■ **Enunciado A**
Contesta con base en el fragmento:
(i) ¿Qué palabra tiene a Narciso como raíz, según la genealogía etimológica citada?
(ii) ¿Cómo define González Requena la seducción?
(iii) ¿Por qué vía es el espectáculo una tecnología del poder?
■ **Enunciado B**
¿Qué caracteres del individuo espectacular, como espejo de su yo mediático, enumera el fragmento? Menciónalos todos.
■ **Enunciado C**
Imprime el pasaje del fragmento que va de "En este sentido" a "con ambición totalizadora.", ambos incluidos.

■ **Fragmento de lectura**
——————
En este sentido no parece casual la genealogía etimológica que identifica Narciso como raíz de narcosis (Gubern, 2000:45). Pasividad, descentramiento, externalización y autonegación se perfilan como los caracteres del individuo espectacular como espejo de su yo mediático. El espectáculo, en tanto que seducción, se revela aquí como una forma de poder: la seducción, como ha señalado González Requena (1995), es la exhibición de la capacidad de satisfacer un deseo y, al mismo tiempo, la promoción de ese deseo. El espectáculo es, pues, una tecnología del sujeto por la vía de la sustitución experiencial (simulacro) y una tecnología del poder por la vía de la seducción fascinadora: el poder sobre la mirada del otro, cuando ese otro se construye sobre su mirada, es un poder con ambición totalizadora.
——————
■ **Filas de datos**
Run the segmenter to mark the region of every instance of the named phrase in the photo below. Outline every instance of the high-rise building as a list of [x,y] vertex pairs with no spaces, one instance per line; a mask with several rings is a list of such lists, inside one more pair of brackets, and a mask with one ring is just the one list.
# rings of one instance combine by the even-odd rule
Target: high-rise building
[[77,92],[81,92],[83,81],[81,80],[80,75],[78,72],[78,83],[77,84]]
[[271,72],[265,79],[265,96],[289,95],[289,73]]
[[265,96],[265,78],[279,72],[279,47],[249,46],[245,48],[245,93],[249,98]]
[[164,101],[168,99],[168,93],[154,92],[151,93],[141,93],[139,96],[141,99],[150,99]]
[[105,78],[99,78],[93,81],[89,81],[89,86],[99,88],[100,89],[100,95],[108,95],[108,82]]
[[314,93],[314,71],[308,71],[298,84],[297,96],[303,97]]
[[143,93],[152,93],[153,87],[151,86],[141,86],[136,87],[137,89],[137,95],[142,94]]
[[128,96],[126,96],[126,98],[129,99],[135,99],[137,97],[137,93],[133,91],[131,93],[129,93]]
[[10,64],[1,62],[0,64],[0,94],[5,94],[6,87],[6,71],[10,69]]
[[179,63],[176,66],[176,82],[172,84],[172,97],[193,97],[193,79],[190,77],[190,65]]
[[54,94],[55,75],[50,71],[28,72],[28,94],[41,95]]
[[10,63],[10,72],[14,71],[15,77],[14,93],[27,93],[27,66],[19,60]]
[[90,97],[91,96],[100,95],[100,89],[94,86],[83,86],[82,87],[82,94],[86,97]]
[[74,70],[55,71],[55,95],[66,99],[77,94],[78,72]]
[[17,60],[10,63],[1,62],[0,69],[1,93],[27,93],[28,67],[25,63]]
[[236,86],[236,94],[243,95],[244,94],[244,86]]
——————
■ **Resultado final A**
(i) Narcosis.
(ii) Como la exhibición de la capacidad de satisfacer un deseo y, al mismo tiempo, la promoción de ese deseo.
(iii) Por la vía de la seducción fascinadora.

■ **Resultado final B**
Pasividad, descentramiento, externalización y autonegación.

■ **Resultado final C**
En este sentido no parece casual la genealogía etimológica que identifica Narciso como raíz de narcosis (Gubern, 2000:45). Pasividad, descentramiento, externalización y autonegación se perfilan como los caracteres del individuo espectacular como espejo de su yo mediático. El espectáculo, en tanto que seducción, se revela aquí como una forma de poder: la seducción, como ha señalado González Requena (1995), es la exhibición de la capacidad de satisfacer un deseo y, al mismo tiempo, la promoción de ese deseo. El espectáculo es, pues, una tecnología del sujeto por la vía de la sustitución experiencial (simulacro) y una tecnología del poder por la vía de la seducción fascinadora: el poder sobre la mirada del otro, cuando ese otro se construye sobre su mirada, es un poder con ambición totalizadora.